### 原文
╔══

内容は、ダイナミックな展開が持ち味のアダルト・ヘヴィ・シンフォニック・ロック。
崩れ落ちる巨岩のように打ち鳴らされるドラム、地響きを立ててのたくる鋼鉄の大蛇のようなベース・ライン、冷気そのものなストリングス、意識の残滓のような狂おしい管楽器のノイズ、暗黒呪文のようなパーカッション。
リズム・セクションとエレクトリック・ピアノやストリングスのキーボード、管楽器らが音の空隙を活かした余韻のあるアンサンブルを繰り広げるかと思えば、凶暴なギターが音を一気に稠密化して荒々しい躍動感と息詰まる緊迫感に満ちた豪風のような演奏にも変貌する。
無機的な空間にドラマを描くにあたってはトランペット、サックスなど人声の表情のニュアンスがある管楽器をフィーチュアしている。
コンテンポラリーなジャズ・タッチは KING CRIMSON を経由していると思う。

╚══

### 課題
#1 原文によると、無機的な空間にドラマを描くにあたってフィーチュアされているのはどのような楽器ですか。
#2 次の(a)〜(c)の記述が原文と合っているかどうかをそれぞれ「はい」か「いいえ」で答えてください。判断の決め手となる原文の語句も引用してください。
(a) ドラムは崩れ落ちる巨岩のように打ち鳴らされると述べられている。
(b) 音の空隙を活かした余韻のあるアンサンブルを担うのはギターだと述べられている。
(c) コンテンポラリーなジャズ・タッチは KING CRIMSON を経由していると書き手は考えている。

### データセットの行
╔══

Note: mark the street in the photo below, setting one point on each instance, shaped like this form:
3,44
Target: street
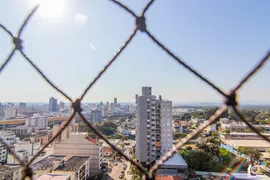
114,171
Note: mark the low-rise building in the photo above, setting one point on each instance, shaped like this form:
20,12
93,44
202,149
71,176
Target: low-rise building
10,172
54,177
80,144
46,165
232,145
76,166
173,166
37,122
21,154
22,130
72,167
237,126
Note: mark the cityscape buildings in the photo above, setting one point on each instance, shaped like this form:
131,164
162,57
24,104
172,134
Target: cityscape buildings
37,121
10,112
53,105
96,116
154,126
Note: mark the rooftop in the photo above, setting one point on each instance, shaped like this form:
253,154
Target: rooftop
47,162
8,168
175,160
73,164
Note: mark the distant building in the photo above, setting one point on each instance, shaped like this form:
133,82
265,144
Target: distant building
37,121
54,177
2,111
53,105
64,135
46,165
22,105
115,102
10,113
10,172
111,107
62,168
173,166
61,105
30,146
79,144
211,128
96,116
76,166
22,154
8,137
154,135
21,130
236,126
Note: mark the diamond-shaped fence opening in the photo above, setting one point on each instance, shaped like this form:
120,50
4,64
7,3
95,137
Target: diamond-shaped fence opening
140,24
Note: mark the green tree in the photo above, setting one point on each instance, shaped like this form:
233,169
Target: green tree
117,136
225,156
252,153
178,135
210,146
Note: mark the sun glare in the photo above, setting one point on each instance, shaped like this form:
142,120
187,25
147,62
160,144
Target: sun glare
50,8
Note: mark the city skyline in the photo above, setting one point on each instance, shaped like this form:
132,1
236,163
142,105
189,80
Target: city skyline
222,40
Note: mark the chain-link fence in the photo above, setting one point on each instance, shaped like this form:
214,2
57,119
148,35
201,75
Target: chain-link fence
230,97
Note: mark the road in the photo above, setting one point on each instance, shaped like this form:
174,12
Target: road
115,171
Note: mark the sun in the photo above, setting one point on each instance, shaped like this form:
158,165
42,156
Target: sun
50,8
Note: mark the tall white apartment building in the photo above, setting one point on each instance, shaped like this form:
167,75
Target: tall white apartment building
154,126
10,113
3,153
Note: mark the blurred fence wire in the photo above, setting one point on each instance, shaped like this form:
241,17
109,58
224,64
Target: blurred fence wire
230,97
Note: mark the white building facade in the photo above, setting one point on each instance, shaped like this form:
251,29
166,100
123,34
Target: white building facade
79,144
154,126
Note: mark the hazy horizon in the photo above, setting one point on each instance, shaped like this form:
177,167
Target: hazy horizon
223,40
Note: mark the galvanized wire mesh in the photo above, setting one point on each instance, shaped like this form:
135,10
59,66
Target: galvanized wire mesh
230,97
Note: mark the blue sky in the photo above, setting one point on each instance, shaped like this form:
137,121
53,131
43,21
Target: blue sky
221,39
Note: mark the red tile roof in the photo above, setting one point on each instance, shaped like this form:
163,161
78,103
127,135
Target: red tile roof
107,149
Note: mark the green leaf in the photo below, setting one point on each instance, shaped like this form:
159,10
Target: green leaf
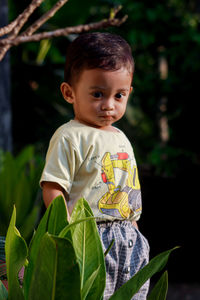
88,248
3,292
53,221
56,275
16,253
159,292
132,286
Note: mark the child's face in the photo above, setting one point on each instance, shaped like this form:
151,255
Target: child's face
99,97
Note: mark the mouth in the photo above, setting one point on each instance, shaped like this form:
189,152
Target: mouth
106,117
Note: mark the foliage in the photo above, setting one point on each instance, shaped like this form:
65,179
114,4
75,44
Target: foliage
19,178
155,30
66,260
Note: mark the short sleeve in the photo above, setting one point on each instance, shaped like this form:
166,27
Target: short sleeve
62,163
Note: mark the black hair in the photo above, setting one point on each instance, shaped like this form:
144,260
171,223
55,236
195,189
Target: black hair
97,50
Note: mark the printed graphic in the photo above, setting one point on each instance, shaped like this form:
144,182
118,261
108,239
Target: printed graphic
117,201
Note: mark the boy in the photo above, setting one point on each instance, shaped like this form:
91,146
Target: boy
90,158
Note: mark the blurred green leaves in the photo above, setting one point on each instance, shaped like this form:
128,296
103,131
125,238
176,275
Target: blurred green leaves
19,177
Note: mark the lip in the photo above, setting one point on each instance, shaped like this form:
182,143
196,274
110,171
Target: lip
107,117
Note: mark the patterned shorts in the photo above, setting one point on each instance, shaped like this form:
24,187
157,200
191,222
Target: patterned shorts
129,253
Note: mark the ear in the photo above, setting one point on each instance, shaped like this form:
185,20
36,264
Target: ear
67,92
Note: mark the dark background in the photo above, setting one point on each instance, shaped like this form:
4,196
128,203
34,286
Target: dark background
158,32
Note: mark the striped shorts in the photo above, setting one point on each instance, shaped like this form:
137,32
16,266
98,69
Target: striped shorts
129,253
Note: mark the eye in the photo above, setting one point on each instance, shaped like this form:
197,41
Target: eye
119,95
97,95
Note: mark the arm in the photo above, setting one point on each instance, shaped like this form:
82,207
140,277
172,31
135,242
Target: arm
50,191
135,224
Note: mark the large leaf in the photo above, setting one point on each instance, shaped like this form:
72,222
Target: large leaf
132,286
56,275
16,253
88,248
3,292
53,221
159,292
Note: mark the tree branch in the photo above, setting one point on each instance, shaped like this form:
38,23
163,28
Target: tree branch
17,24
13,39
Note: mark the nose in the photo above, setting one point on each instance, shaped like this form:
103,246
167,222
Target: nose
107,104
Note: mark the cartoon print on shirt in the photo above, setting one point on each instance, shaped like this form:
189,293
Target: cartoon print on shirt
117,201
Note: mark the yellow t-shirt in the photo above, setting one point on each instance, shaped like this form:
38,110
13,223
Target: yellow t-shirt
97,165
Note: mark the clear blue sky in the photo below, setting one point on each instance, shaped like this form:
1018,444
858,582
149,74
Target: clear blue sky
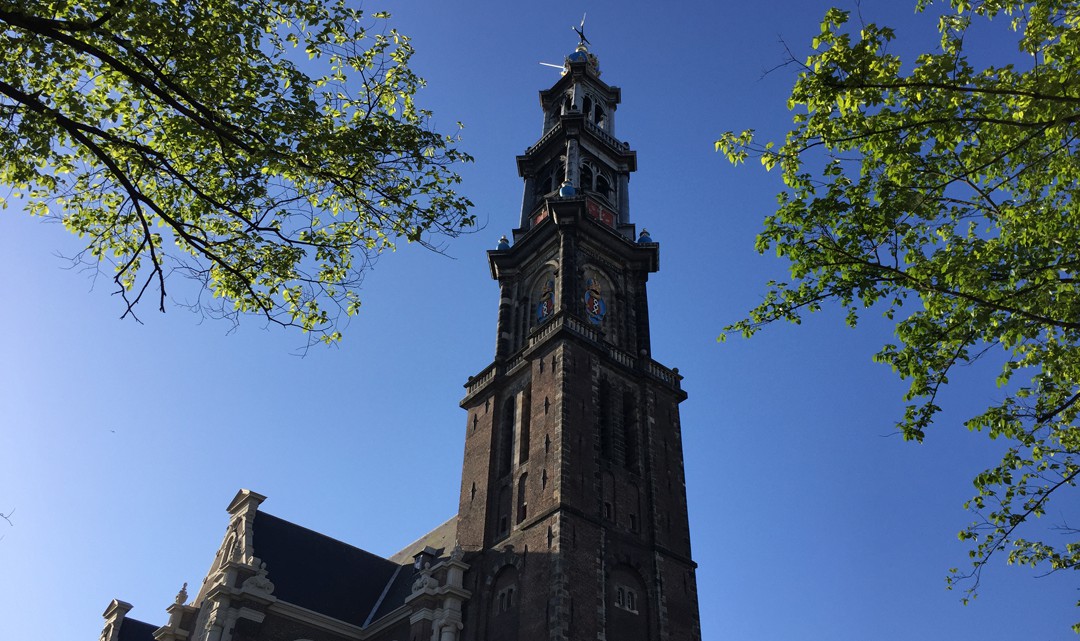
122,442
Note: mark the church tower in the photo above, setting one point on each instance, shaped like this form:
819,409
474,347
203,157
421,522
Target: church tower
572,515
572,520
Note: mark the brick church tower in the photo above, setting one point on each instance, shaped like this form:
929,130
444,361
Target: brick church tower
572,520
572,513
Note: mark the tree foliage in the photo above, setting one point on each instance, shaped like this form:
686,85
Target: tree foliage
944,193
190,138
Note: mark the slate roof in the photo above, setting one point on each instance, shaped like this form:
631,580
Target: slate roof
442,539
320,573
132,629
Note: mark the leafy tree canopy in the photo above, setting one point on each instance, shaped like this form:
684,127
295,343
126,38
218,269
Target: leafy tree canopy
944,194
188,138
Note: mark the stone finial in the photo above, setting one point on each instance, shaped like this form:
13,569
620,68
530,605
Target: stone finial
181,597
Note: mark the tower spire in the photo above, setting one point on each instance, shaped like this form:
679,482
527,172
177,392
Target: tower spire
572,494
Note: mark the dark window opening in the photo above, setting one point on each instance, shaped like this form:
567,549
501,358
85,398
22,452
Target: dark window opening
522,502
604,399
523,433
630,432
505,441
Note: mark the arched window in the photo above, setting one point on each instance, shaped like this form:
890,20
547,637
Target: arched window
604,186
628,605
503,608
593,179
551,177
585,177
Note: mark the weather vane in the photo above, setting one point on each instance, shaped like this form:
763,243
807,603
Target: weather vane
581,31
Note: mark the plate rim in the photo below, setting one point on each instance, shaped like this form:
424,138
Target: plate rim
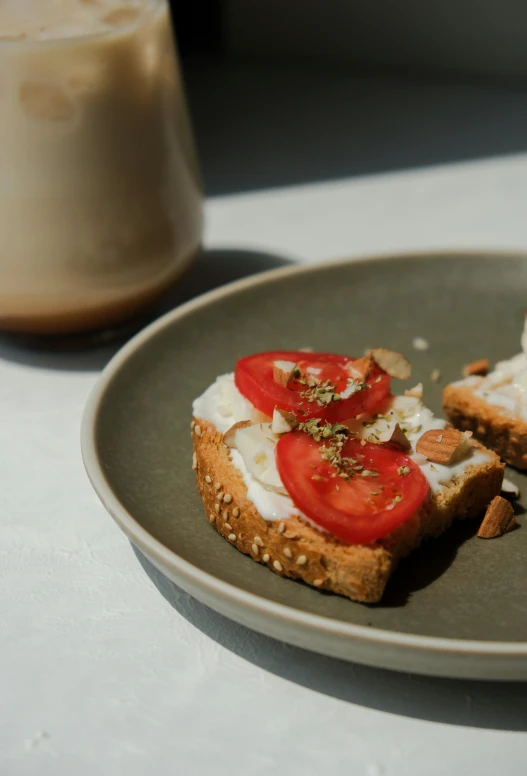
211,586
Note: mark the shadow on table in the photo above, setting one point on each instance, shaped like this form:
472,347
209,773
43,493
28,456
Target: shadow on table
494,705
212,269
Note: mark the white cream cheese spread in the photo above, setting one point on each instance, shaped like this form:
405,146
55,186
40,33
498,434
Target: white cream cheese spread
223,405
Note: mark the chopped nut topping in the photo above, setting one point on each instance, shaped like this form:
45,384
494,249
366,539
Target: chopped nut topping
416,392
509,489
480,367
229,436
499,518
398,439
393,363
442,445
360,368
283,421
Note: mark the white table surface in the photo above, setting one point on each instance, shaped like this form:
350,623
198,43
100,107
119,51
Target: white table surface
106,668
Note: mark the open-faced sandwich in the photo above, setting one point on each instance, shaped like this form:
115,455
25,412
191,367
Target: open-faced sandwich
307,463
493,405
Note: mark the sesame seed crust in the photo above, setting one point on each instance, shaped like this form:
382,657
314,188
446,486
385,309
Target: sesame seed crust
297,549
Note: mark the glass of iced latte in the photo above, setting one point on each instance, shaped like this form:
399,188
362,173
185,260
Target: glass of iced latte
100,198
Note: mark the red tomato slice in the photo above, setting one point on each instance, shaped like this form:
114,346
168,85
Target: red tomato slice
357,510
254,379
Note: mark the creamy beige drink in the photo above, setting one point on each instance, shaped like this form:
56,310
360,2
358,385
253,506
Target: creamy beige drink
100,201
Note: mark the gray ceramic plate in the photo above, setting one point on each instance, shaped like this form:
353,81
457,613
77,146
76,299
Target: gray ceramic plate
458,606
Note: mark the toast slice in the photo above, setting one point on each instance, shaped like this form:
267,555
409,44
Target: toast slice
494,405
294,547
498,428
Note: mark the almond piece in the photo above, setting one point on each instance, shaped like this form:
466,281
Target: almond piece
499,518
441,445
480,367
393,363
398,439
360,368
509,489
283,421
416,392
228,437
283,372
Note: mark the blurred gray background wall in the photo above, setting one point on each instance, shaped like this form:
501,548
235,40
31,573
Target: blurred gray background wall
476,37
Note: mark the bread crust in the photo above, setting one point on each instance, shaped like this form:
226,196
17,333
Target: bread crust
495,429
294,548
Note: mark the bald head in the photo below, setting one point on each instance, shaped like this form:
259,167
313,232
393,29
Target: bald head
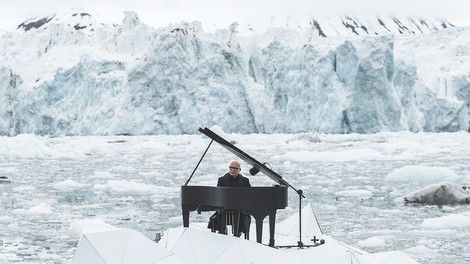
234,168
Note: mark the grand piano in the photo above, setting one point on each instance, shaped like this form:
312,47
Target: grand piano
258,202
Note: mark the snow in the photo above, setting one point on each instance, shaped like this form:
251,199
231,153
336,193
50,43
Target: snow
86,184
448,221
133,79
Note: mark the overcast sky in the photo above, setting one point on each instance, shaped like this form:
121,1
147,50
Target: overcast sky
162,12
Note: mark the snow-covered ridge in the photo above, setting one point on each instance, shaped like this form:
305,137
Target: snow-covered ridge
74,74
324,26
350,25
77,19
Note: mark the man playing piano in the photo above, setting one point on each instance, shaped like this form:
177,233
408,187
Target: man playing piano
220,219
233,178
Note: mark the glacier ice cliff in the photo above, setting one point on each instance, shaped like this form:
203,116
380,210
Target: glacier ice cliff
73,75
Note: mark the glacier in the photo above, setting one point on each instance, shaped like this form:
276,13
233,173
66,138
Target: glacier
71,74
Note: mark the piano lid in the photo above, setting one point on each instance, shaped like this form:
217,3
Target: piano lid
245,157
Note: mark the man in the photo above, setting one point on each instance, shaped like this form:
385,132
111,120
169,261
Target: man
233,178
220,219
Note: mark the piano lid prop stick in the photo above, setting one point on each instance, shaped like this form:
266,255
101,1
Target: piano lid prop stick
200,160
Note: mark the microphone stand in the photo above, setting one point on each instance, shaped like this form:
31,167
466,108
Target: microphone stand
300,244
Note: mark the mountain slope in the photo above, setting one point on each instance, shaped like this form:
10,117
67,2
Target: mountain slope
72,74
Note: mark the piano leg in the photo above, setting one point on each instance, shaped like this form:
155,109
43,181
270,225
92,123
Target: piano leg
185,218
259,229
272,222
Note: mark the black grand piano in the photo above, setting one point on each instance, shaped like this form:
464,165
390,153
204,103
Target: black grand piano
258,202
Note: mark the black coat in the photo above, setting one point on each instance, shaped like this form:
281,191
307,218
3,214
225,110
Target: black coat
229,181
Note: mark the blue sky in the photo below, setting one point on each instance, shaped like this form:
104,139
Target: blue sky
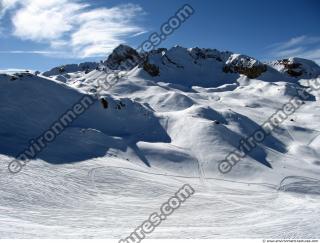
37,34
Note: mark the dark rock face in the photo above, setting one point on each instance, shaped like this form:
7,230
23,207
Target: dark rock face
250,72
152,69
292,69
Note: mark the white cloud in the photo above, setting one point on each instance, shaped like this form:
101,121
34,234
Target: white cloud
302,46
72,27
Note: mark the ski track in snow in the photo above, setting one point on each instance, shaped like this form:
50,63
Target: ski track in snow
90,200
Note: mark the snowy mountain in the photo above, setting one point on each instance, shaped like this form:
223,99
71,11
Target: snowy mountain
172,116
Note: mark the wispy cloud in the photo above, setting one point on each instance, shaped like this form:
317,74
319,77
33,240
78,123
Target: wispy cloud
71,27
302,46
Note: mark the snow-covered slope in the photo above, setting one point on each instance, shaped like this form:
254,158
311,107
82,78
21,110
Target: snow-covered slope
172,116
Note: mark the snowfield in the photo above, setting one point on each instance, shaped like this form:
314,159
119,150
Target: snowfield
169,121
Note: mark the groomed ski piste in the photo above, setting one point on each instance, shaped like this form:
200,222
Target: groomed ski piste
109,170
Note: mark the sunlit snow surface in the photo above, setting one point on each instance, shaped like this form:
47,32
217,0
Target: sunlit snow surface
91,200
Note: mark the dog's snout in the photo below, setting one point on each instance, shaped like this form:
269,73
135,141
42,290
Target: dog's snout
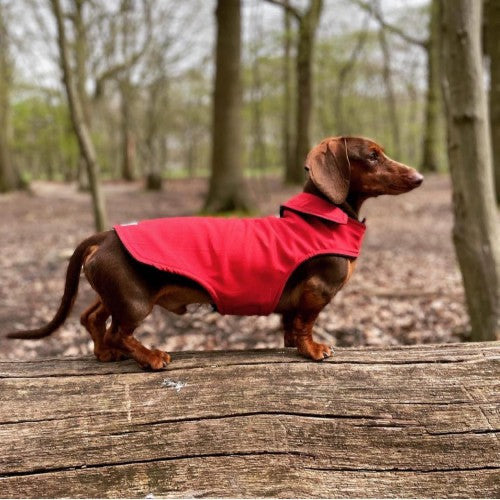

╚══

### 解答一覧
#1 トランペットやサックスなど、人声の表情のニュアンスがある管楽器です。

#2
(a) はい。「崩れ落ちる巨岩のように打ち鳴らされるドラム」
(b) いいえ。「リズム・セクションとエレクトリック・ピアノやストリングスのキーボード、管楽器らが音の空隙を活かした余韻のあるアンサンブルを繰り広げる」とあり、ギターについては「凶暴なギターが音を一気に稠密化して」とある。
(c) はい。「コンテンポラリーなジャズ・タッチは KING CRIMSON を経由していると思う」